Images are to be dropped, and the rest of the data reproduced exactly.

··········

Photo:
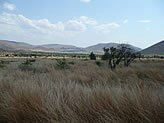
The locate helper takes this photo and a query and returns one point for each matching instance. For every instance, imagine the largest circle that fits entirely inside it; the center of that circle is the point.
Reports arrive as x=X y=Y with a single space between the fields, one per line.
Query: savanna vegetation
x=41 y=90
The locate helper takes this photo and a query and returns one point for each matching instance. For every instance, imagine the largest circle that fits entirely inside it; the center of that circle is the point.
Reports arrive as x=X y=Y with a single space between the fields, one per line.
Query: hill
x=99 y=47
x=59 y=48
x=155 y=49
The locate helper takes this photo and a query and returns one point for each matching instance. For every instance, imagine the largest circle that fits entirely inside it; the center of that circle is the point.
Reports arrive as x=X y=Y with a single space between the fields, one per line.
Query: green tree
x=92 y=56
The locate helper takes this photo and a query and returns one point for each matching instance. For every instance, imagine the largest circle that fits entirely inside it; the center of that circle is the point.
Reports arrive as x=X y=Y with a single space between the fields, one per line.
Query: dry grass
x=84 y=93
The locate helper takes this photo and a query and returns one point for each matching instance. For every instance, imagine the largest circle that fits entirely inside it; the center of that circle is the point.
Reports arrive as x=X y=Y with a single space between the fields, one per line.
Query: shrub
x=26 y=66
x=92 y=56
x=62 y=63
x=98 y=63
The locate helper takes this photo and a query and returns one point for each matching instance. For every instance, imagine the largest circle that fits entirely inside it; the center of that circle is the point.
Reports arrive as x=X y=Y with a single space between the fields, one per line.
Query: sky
x=82 y=22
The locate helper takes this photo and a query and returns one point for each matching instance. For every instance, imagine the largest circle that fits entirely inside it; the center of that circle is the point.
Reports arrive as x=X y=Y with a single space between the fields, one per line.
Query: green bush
x=62 y=64
x=98 y=63
x=26 y=66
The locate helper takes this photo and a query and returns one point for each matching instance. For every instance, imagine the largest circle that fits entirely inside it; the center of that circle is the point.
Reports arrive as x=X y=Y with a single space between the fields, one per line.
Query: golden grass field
x=82 y=93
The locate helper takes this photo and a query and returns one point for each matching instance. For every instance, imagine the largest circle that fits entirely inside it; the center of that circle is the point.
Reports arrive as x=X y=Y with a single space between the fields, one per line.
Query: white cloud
x=87 y=20
x=74 y=25
x=144 y=21
x=106 y=28
x=125 y=21
x=9 y=6
x=44 y=25
x=86 y=1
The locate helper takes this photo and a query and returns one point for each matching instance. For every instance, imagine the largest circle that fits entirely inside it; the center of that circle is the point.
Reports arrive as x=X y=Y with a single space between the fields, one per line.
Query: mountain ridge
x=61 y=48
x=157 y=48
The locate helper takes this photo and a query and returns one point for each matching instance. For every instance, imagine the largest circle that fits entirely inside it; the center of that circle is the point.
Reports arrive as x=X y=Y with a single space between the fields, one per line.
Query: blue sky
x=82 y=22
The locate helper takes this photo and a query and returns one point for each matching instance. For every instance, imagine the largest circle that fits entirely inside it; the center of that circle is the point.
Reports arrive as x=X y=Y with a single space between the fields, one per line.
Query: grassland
x=81 y=92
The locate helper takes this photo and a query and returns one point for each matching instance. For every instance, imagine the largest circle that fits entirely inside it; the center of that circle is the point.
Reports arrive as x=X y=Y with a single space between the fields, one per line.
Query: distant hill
x=99 y=47
x=155 y=49
x=12 y=45
x=63 y=48
x=59 y=48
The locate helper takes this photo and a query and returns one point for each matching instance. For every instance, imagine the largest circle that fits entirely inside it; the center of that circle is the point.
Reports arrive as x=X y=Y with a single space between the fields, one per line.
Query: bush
x=3 y=63
x=62 y=64
x=98 y=63
x=26 y=66
x=92 y=56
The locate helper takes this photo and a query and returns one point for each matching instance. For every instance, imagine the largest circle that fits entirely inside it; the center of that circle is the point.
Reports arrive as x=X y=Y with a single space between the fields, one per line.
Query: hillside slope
x=155 y=49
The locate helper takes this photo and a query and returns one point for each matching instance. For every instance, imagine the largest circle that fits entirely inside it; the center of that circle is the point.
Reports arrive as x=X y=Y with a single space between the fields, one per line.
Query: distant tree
x=92 y=56
x=106 y=55
x=116 y=55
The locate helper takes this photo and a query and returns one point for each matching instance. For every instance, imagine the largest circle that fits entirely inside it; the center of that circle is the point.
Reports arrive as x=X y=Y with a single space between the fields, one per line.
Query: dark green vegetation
x=155 y=49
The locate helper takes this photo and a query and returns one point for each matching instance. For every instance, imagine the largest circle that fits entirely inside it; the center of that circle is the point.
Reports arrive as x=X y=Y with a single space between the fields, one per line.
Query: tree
x=116 y=55
x=92 y=56
x=106 y=55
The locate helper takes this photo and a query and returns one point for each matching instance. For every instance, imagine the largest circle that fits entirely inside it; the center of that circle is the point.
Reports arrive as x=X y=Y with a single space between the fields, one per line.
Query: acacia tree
x=116 y=55
x=92 y=56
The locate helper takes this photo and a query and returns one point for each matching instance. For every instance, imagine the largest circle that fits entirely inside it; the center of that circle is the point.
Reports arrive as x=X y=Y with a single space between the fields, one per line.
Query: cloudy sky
x=82 y=22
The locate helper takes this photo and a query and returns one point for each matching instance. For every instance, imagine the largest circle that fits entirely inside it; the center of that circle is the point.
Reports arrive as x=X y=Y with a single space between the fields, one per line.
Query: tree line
x=115 y=56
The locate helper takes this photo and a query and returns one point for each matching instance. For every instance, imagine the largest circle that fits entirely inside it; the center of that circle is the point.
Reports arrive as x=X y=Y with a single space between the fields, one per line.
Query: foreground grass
x=84 y=93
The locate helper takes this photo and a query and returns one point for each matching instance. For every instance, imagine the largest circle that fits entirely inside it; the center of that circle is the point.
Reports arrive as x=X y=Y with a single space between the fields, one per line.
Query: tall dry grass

··········

*The completed task*.
Photo:
The locate helper takes this photo and a query and returns one point for each matching instance. For every instance, imagine the largest circle that fits entirely inside it; the center of that circle is the point.
Reports arrive as x=X y=Y with a single space between the fields, one per line.
Query: savanna vegetation
x=41 y=90
The locate helper takes this photo and a query and returns one point for each matching instance. For every instance, imagine the largest circle that fits entirely inside it; the center of that circle is the point.
Reports arrive as x=X y=Y with a single space between the fields, one per line.
Query: hill
x=99 y=47
x=59 y=48
x=155 y=49
The locate helper takes this photo and a query and returns one point for each matching instance. For every instance, imagine the largest circle that fits entirely inside it; the center of that circle is the point.
Reports arrive as x=X y=Y with a single space between the fields, one per line.
Query: green tree
x=92 y=56
The locate helper takes this photo and a query and returns one point for each matching instance. For every instance, imagine the largest circle that fits entirely inside it; the center of that circle is the point.
Reports arrive as x=X y=Y with a single space between the fields, one per line.
Query: dry grass
x=84 y=93
The locate helper takes this photo and a query and returns one point for each matching instance. For every instance, imagine the largest circle that fits entirely inside it; the center of that circle is the point.
Reports arrive as x=X y=Y with a single space between the fields, one per line.
Query: shrub
x=26 y=66
x=92 y=56
x=62 y=63
x=98 y=63
The locate helper takes this photo and a query and returns one point for each matching instance. For every instance, imagine the largest circle that fits entirely inside it; the center of that circle is the point.
Reports arrive as x=X y=Y with a single space between the fields, one per line.
Query: sky
x=82 y=22
The locate helper takes this photo and a query and returns one point for each matching instance. For every instance, imagine the largest circle that fits entirely inside it; the center of that circle is the point.
Reports arrive as x=X y=Y with a single space between the fields, one per line.
Query: green bush
x=62 y=64
x=98 y=63
x=26 y=66
The locate helper takes this photo and a query and returns one point for each matching instance. For every instance, imagine the largest circle that fits entirely inside it; the center of that circle is the point.
Reports arrive as x=X y=Y with a single space between the fields, one per line.
Query: golden grass field
x=82 y=93
The locate helper takes this photo and a query and returns one point for each matching instance. For every instance, imagine the largest circle that fits entirely inside it; the center of that circle is the point.
Reports arrive as x=X y=Y with a single space between the fields, one per line.
Query: white cloud
x=87 y=20
x=74 y=25
x=144 y=21
x=106 y=28
x=125 y=21
x=9 y=6
x=44 y=25
x=86 y=1
The locate helper takes this photo and a query and returns one point for each matching instance. For every instance, imagine the largest circle that fits entirely inside it; the center of that circle is the point.
Reports arrive as x=X y=Y with a single space between the fields, one per line.
Query: mountain ridge
x=61 y=48
x=157 y=48
The locate helper takes this photo and a query and returns one point for each matching instance. For every instance, imagine the largest circle that fits entirely inside it; the center of that circle is the point.
Reports arrive as x=X y=Y with a single space between the fields, one per line.
Query: blue sky
x=82 y=22
The locate helper takes this photo and a query and returns one point for each matching instance. For every instance, imagine the largest circle that fits entirely inside it; the center of that circle is the point.
Reports arrive as x=X y=Y with a single space between the fields, one per line.
Query: grassland
x=81 y=92
The locate helper takes this photo and a query and returns one point for each matching instance. For every instance, imagine the largest circle that fits entirely inside it; the center of that circle is the point.
Reports arrive as x=X y=Y with a single space between the fields, one per line.
Query: distant hill
x=99 y=47
x=155 y=49
x=12 y=45
x=63 y=48
x=59 y=48
The locate helper takes this photo and a query and returns one point for each matching instance. For every instance, imagine the largest circle that fits entirely inside it; the center of that circle is the point.
Reports arrive as x=X y=Y with a single space between the fields, one per line.
Query: bush
x=3 y=63
x=62 y=64
x=98 y=63
x=26 y=66
x=92 y=56
The locate helper takes this photo and a query and returns one point for each matching instance. For every instance, imagine the largest circle that fits entirely inside it; the center of that circle is the point.
Reports arrive as x=X y=Y with a single space between the fields, one per line.
Query: hillside slope
x=155 y=49
The locate helper takes this photo and a query and returns one point for each matching instance. For every instance, imagine the largest circle that fits entirely inside it; the center of that circle is the point.
Reports arrive as x=X y=Y with a single space between the fields, one per line.
Query: distant tree
x=92 y=56
x=106 y=55
x=116 y=55
The locate helper takes this photo and a query and returns one point for each matching instance. For every instance, imagine the largest circle that fits entirely inside it; the center of that circle is the point.
Reports arrive as x=X y=Y with a single space between the fields, one per line.
Query: dark green vegetation
x=155 y=49
The locate helper takes this photo and a query and returns one point for each matching instance. For every instance, imagine the largest circle that fits entirely inside it; the center of that circle is the point.
Reports arrive as x=X y=Y with a single space between the fields, one per line.
Query: tree
x=116 y=55
x=92 y=56
x=106 y=55
The locate helper takes this photo and a query and returns one point for each matching instance. For every instance, imagine the largest circle that fits entirely inside it; the center of that circle is the point.
Reports arrive as x=X y=Y with a single space between the fields, one per line.
Query: acacia tree
x=116 y=55
x=92 y=56
The locate helper takes this photo and a query and returns one point for each matching instance. For every instance, imagine the largest circle that fits entirely inside it; the center of that circle is the point.
Reports arrive as x=X y=Y with a single space between the fields, one per line.
Query: cloudy sky
x=82 y=22
The locate helper takes this photo and a query and returns one point for each matching instance. For every instance, imagine the largest circle that fits entirely inside it; the center of that circle is the point.
Reports arrive as x=X y=Y with a single space between the fields, one per line.
Query: tree line
x=115 y=56
The locate helper takes this photo and a query and returns one point for each matching instance. For every instance, imagine the largest circle that fits entirely inside it; the center of that circle is the point.
Reports arrive as x=X y=Y with a single space between the fields, one per line.
Query: foreground grass
x=84 y=93
The locate helper takes this photo and a query and returns one point for each matching instance. For every instance, imagine the largest circle that fits entirely inside it; the center of that circle is the point.
Reports arrive as x=X y=Y with a single space between the fields, one per line.
Query: tall dry grass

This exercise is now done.